◆ **KURZE ÜBUNG 1**
Fassen Sie den Textauszug über die Materialität des Gebäudes in zwei Sätzen zusammen.
◆ **KURZE ÜBUNG 2**
Geben Sie den Abschnitt des Textauszugs über die Materialität des Gebäudes zwischen „Die Materialität des“ und „von ­Vandalismus gibt.“ einschließlich wörtlich wieder.

◆ **AUSZUG ZUM LESEN**
Die Materialität des Gebäudes ist hingegen sehr klar und übersichtlich. Die Fassaden werden von den Klinkern geprägt; im Innern dominiert Sichtbeton alle Wände. Er ist glatt, nicht schalungsrau wie bei der benachbarten Kirche, ohne jedoch seine »einfache« Herkunft und Herstellung zu leugnen. Dazu kommt das Holz in zwei Helligkeitsstufen und das Metall der Fensterrahmen. Die Betonwände werden innerhalb der Schülerschaft kontrovers bewertet, ­wie Architektin Judith Kusch berichtet, die auch nach der Fertigstellung des ­Gebäudes in engem Kontakt mit Bauherren und Nutzern steht. Sie hebt ­zugleich hervor, dass es bislang auch nicht die geringsten Anzeichen von ­Vandalismus gibt.

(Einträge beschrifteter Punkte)
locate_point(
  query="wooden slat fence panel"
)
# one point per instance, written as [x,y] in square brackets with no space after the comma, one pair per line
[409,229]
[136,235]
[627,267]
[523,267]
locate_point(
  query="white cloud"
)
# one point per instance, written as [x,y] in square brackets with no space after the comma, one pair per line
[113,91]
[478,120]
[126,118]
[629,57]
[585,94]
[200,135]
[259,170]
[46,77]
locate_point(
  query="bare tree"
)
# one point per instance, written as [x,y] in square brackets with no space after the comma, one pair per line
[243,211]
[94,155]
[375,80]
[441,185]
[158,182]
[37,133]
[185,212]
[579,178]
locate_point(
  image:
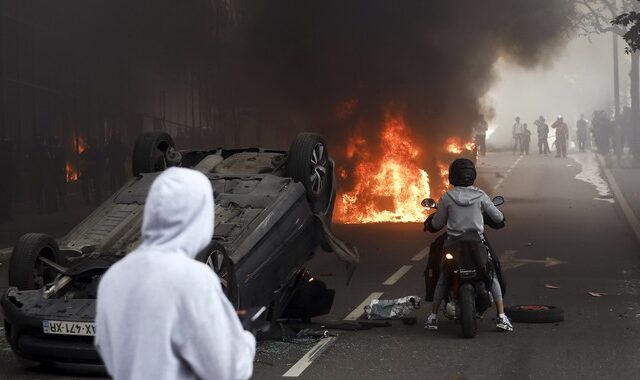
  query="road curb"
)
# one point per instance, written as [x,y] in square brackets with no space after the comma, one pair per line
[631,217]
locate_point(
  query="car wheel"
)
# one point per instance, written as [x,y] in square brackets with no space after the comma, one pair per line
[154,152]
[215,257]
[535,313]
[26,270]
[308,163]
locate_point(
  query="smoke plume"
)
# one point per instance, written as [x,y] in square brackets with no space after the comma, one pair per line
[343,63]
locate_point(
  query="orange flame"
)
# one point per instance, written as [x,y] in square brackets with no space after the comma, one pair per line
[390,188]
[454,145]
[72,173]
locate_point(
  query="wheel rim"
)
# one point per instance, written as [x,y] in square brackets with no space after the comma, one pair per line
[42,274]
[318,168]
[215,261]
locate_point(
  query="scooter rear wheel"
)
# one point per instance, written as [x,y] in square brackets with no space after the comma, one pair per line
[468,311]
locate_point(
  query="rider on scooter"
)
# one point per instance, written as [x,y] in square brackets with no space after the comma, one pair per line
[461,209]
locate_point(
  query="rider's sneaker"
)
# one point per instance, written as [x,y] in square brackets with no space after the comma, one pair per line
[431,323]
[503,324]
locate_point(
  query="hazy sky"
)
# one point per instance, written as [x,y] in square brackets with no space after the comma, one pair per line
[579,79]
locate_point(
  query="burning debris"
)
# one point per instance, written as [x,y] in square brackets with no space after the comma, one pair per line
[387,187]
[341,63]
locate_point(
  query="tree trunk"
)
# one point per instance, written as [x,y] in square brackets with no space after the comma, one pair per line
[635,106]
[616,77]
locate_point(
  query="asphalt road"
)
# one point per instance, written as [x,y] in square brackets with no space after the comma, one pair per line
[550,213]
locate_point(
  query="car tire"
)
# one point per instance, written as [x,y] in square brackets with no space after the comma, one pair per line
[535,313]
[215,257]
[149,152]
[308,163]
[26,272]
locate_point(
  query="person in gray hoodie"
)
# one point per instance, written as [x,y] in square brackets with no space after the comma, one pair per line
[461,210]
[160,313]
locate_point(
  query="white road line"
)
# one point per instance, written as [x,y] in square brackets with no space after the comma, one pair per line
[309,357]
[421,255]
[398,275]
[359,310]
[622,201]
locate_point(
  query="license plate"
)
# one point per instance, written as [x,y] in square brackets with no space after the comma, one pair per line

==

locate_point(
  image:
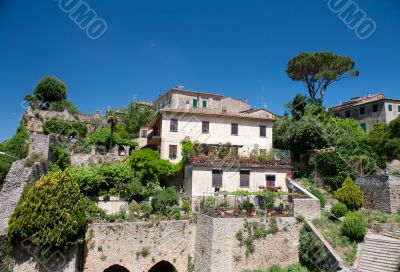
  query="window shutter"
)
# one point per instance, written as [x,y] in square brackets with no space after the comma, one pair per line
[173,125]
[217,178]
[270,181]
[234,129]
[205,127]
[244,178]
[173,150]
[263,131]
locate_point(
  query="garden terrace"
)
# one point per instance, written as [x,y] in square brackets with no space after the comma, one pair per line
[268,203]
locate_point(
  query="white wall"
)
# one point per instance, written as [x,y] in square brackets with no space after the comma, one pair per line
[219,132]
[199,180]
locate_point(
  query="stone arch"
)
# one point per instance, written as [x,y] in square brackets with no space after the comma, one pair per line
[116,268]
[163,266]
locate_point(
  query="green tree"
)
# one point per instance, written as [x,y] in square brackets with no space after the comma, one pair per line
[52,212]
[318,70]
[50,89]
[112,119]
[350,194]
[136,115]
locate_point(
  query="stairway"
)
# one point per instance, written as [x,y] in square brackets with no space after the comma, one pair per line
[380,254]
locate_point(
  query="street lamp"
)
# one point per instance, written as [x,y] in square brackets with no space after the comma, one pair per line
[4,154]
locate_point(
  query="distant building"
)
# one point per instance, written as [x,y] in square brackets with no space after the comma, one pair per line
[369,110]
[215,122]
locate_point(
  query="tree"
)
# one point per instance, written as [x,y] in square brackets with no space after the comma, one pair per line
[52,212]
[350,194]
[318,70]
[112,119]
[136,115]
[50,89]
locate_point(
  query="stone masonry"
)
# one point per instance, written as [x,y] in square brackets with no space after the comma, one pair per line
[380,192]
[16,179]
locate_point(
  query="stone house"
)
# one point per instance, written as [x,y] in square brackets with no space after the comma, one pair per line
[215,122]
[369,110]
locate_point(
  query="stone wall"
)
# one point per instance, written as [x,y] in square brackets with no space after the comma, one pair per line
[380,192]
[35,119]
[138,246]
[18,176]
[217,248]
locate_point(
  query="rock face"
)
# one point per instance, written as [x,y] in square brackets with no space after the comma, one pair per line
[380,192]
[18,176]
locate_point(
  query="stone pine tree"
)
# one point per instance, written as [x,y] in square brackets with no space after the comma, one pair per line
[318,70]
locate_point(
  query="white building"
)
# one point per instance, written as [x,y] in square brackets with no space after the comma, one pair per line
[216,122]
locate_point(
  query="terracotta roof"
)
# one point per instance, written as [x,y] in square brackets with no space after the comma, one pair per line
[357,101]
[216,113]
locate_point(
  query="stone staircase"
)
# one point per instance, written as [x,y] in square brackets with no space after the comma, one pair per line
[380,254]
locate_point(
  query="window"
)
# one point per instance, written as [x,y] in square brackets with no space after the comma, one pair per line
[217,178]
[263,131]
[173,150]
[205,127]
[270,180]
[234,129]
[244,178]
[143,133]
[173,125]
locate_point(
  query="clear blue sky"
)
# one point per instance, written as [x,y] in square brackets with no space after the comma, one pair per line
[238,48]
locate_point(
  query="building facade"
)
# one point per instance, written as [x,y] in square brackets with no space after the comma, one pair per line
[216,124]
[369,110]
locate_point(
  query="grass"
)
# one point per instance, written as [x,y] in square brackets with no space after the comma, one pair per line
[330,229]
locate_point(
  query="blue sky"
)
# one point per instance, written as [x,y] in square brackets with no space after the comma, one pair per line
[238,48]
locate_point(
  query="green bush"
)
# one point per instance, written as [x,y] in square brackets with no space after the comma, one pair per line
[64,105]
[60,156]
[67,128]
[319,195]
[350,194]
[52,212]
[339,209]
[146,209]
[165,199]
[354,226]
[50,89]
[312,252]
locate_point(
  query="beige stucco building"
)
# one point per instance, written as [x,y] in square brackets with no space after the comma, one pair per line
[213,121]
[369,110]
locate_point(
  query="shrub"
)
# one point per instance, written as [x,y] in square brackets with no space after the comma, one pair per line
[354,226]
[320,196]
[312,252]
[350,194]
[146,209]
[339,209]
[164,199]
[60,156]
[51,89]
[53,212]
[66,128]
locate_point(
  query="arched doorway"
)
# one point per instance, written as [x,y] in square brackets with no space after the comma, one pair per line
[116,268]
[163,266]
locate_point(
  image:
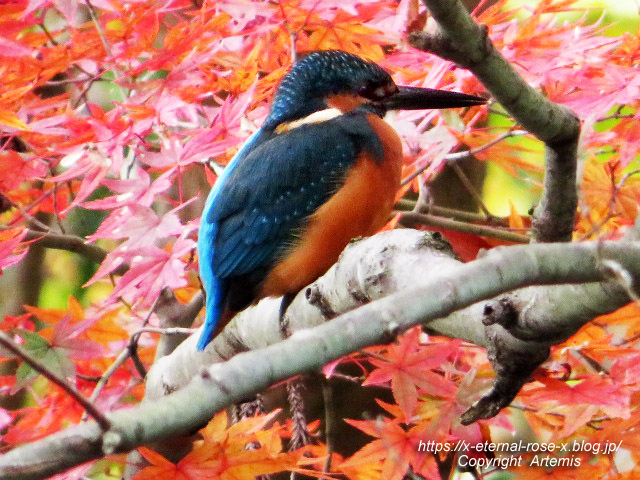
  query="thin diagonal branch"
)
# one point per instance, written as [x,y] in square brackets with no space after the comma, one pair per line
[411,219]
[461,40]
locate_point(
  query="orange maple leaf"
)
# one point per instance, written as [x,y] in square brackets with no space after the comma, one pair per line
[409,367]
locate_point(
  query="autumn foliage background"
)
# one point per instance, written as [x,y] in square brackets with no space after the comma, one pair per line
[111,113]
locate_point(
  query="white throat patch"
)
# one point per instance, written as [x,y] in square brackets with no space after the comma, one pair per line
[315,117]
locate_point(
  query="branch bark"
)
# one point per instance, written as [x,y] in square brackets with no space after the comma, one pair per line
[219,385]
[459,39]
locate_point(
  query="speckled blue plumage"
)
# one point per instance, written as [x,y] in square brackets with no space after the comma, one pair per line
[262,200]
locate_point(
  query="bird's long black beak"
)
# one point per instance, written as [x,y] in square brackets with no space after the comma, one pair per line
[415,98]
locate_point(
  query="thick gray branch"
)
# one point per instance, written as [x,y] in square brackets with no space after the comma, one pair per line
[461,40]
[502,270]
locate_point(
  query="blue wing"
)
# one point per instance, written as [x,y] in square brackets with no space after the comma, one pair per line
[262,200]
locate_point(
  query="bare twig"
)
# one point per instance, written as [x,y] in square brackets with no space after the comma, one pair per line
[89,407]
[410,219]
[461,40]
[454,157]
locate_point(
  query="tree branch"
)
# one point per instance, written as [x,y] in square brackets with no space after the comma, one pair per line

◆ **RICHTIGE ANTWORT 1**
Die Fassaden des Gebäudes sind von Klinkern geprägt, innen dominiert glatter Sichtbeton alle Wände, ergänzt durch Holz in zwei Helligkeitsstufen und Fensterrahmen aus Metall. Laut Architektin Judith Kusch werden die Betonwände in der Schülerschaft kontrovers bewertet, doch gibt es bislang nicht die geringsten Anzeichen von Vandalismus.

◆ **RICHTIGE ANTWORT 2**
Die Materialität des Gebäudes ist hingegen sehr klar und übersichtlich. Die Fassaden werden von den Klinkern geprägt; im Innern dominiert Sichtbeton alle Wände. Er ist glatt, nicht schalungsrau wie bei der benachbarten Kirche, ohne jedoch seine »einfache« Herkunft und Herstellung zu leugnen. Dazu kommt das Holz in zwei Helligkeitsstufen und das Metall der Fensterrahmen. Die Betonwände werden innerhalb der Schülerschaft kontrovers bewertet, ­wie Architektin Judith Kusch berichtet, die auch nach der Fertigstellung des ­Gebäudes in engem Kontakt mit Bauherren und Nutzern steht. Sie hebt ­zugleich hervor, dass es bislang auch nicht die geringsten Anzeichen von ­Vandalismus gibt.